##### Extracted entries

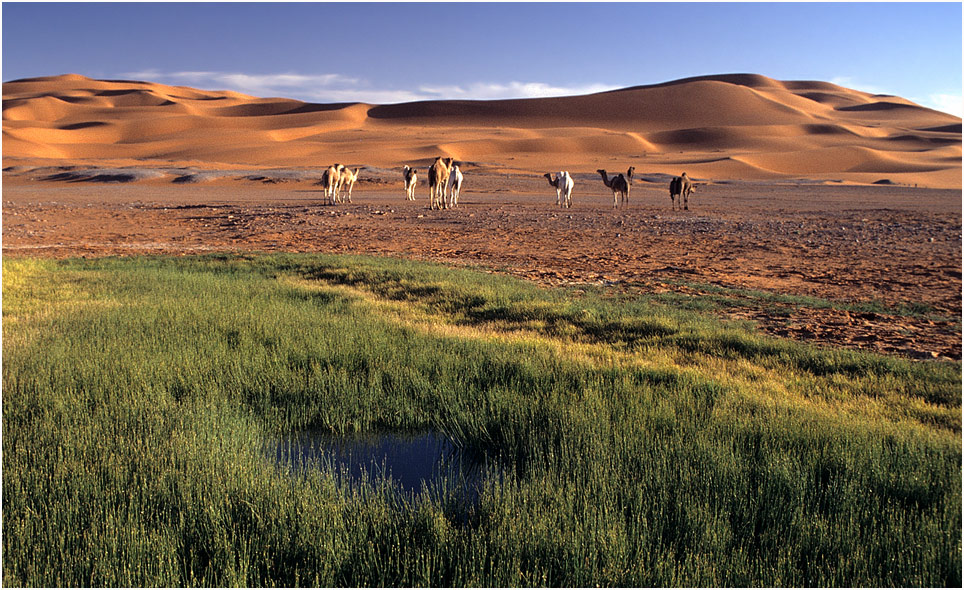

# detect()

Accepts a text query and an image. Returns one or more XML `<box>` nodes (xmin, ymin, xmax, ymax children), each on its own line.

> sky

<box><xmin>2</xmin><ymin>2</ymin><xmax>964</xmax><ymax>116</ymax></box>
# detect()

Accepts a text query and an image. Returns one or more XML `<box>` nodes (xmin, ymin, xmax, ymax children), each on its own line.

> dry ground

<box><xmin>3</xmin><ymin>168</ymin><xmax>961</xmax><ymax>359</ymax></box>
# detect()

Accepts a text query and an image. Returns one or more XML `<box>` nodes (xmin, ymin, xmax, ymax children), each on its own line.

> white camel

<box><xmin>321</xmin><ymin>164</ymin><xmax>345</xmax><ymax>205</ymax></box>
<box><xmin>543</xmin><ymin>170</ymin><xmax>575</xmax><ymax>209</ymax></box>
<box><xmin>405</xmin><ymin>166</ymin><xmax>418</xmax><ymax>201</ymax></box>
<box><xmin>445</xmin><ymin>166</ymin><xmax>462</xmax><ymax>209</ymax></box>
<box><xmin>338</xmin><ymin>168</ymin><xmax>361</xmax><ymax>203</ymax></box>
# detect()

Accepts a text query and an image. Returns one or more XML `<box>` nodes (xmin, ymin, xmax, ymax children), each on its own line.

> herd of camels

<box><xmin>321</xmin><ymin>156</ymin><xmax>696</xmax><ymax>211</ymax></box>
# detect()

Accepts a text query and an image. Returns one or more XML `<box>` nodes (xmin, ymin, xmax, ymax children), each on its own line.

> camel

<box><xmin>669</xmin><ymin>172</ymin><xmax>696</xmax><ymax>211</ymax></box>
<box><xmin>338</xmin><ymin>168</ymin><xmax>361</xmax><ymax>203</ymax></box>
<box><xmin>405</xmin><ymin>166</ymin><xmax>418</xmax><ymax>201</ymax></box>
<box><xmin>446</xmin><ymin>166</ymin><xmax>462</xmax><ymax>208</ymax></box>
<box><xmin>543</xmin><ymin>170</ymin><xmax>574</xmax><ymax>209</ymax></box>
<box><xmin>428</xmin><ymin>156</ymin><xmax>455</xmax><ymax>209</ymax></box>
<box><xmin>596</xmin><ymin>166</ymin><xmax>636</xmax><ymax>209</ymax></box>
<box><xmin>321</xmin><ymin>164</ymin><xmax>345</xmax><ymax>205</ymax></box>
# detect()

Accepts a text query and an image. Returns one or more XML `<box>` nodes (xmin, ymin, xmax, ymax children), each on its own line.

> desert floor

<box><xmin>3</xmin><ymin>167</ymin><xmax>962</xmax><ymax>359</ymax></box>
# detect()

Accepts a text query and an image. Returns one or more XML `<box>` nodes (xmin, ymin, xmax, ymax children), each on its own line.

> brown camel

<box><xmin>428</xmin><ymin>156</ymin><xmax>455</xmax><ymax>209</ymax></box>
<box><xmin>596</xmin><ymin>166</ymin><xmax>636</xmax><ymax>209</ymax></box>
<box><xmin>669</xmin><ymin>172</ymin><xmax>696</xmax><ymax>211</ymax></box>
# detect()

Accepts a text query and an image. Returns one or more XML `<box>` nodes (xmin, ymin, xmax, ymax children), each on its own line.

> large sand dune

<box><xmin>3</xmin><ymin>74</ymin><xmax>961</xmax><ymax>188</ymax></box>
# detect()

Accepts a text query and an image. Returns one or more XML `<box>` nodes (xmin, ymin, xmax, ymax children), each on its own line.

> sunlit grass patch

<box><xmin>3</xmin><ymin>255</ymin><xmax>961</xmax><ymax>586</ymax></box>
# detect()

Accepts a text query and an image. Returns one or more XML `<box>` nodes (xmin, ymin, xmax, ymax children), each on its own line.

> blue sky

<box><xmin>2</xmin><ymin>2</ymin><xmax>962</xmax><ymax>116</ymax></box>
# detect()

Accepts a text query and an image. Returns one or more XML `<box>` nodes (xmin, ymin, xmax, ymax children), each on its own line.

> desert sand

<box><xmin>3</xmin><ymin>75</ymin><xmax>961</xmax><ymax>359</ymax></box>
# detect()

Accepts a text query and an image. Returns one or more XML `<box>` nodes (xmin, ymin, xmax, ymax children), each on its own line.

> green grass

<box><xmin>650</xmin><ymin>280</ymin><xmax>961</xmax><ymax>332</ymax></box>
<box><xmin>3</xmin><ymin>255</ymin><xmax>961</xmax><ymax>587</ymax></box>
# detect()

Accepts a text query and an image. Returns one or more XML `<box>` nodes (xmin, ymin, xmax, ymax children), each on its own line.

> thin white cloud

<box><xmin>920</xmin><ymin>94</ymin><xmax>964</xmax><ymax>117</ymax></box>
<box><xmin>419</xmin><ymin>82</ymin><xmax>617</xmax><ymax>100</ymax></box>
<box><xmin>124</xmin><ymin>70</ymin><xmax>617</xmax><ymax>104</ymax></box>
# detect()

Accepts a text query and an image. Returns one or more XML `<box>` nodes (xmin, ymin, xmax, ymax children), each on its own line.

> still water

<box><xmin>275</xmin><ymin>431</ymin><xmax>494</xmax><ymax>503</ymax></box>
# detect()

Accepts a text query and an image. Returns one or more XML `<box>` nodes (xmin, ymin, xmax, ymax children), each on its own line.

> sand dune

<box><xmin>3</xmin><ymin>74</ymin><xmax>961</xmax><ymax>188</ymax></box>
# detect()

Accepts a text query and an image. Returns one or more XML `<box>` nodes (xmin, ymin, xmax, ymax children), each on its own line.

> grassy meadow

<box><xmin>2</xmin><ymin>255</ymin><xmax>961</xmax><ymax>587</ymax></box>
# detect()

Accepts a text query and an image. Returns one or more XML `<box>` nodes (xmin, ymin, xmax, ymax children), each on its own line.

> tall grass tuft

<box><xmin>3</xmin><ymin>255</ymin><xmax>961</xmax><ymax>587</ymax></box>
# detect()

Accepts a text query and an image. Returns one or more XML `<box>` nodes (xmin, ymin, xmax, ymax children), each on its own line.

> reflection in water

<box><xmin>275</xmin><ymin>431</ymin><xmax>494</xmax><ymax>504</ymax></box>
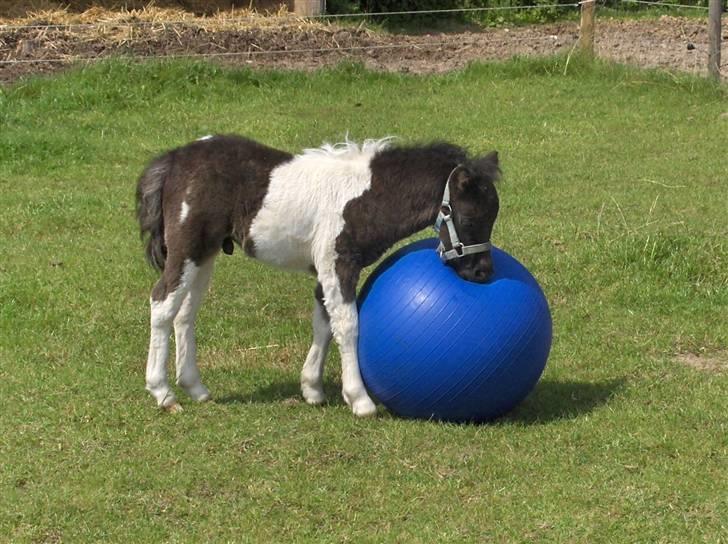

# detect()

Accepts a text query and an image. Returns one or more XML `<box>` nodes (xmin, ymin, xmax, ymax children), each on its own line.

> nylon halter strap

<box><xmin>433</xmin><ymin>165</ymin><xmax>492</xmax><ymax>262</ymax></box>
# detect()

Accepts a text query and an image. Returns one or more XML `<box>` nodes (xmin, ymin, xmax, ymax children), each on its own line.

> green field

<box><xmin>0</xmin><ymin>59</ymin><xmax>728</xmax><ymax>543</ymax></box>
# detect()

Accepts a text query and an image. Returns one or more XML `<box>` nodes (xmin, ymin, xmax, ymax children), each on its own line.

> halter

<box><xmin>433</xmin><ymin>165</ymin><xmax>493</xmax><ymax>263</ymax></box>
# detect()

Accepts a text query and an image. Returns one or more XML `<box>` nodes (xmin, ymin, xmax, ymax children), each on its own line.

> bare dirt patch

<box><xmin>0</xmin><ymin>8</ymin><xmax>728</xmax><ymax>83</ymax></box>
<box><xmin>676</xmin><ymin>351</ymin><xmax>728</xmax><ymax>373</ymax></box>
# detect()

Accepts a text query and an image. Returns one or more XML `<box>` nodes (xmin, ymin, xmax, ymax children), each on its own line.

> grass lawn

<box><xmin>0</xmin><ymin>59</ymin><xmax>728</xmax><ymax>543</ymax></box>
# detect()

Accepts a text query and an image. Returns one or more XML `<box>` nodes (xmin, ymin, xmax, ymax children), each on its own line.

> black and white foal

<box><xmin>137</xmin><ymin>136</ymin><xmax>499</xmax><ymax>416</ymax></box>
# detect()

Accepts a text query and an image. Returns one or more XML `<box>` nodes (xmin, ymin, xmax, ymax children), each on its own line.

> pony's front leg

<box><xmin>319</xmin><ymin>273</ymin><xmax>377</xmax><ymax>416</ymax></box>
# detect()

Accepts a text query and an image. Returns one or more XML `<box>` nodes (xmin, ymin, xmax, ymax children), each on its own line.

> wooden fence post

<box><xmin>293</xmin><ymin>0</ymin><xmax>326</xmax><ymax>17</ymax></box>
<box><xmin>579</xmin><ymin>0</ymin><xmax>596</xmax><ymax>57</ymax></box>
<box><xmin>708</xmin><ymin>0</ymin><xmax>722</xmax><ymax>80</ymax></box>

##########

■ The request ■
Pick out every line of the entries above that contains the string "sand", and copy each one. Match case exactly.

■ Solution ■
> large sand dune
> desert sand
> sand dune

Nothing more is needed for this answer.